* _PROBLEM DETAILS_: Could you repeat all of the entries word for word, minus any pictures?

____________________

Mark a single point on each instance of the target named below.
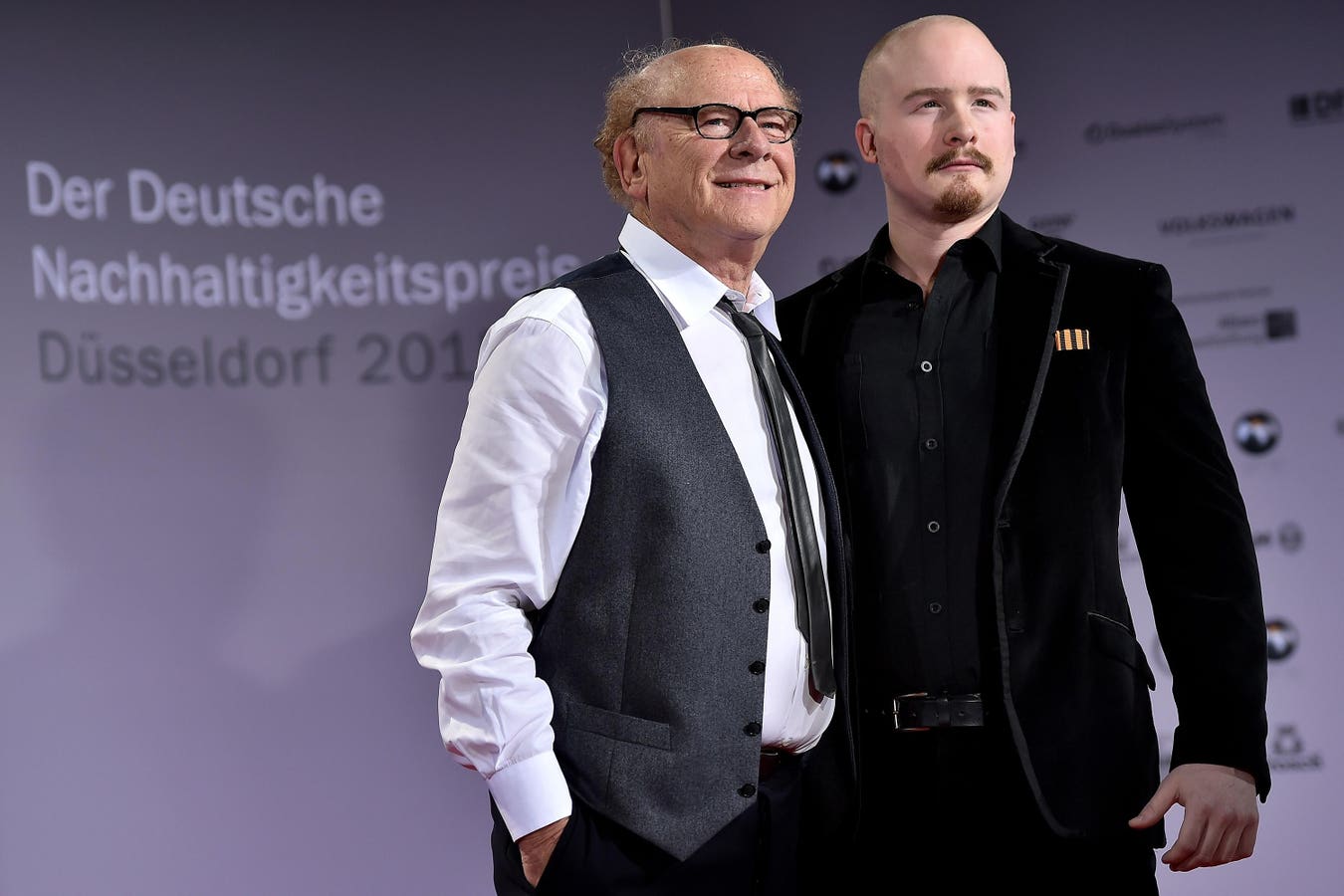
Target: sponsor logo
(1279, 639)
(1320, 107)
(1287, 751)
(837, 172)
(1258, 327)
(1203, 125)
(1055, 223)
(1235, 219)
(1224, 295)
(1256, 431)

____________________

* _RESPONSE_:
Mark a single point on each instance of the target named below.
Target: sponsor logo
(1279, 639)
(1320, 107)
(1287, 751)
(837, 172)
(1258, 327)
(1203, 125)
(1055, 223)
(1235, 219)
(1224, 295)
(1256, 431)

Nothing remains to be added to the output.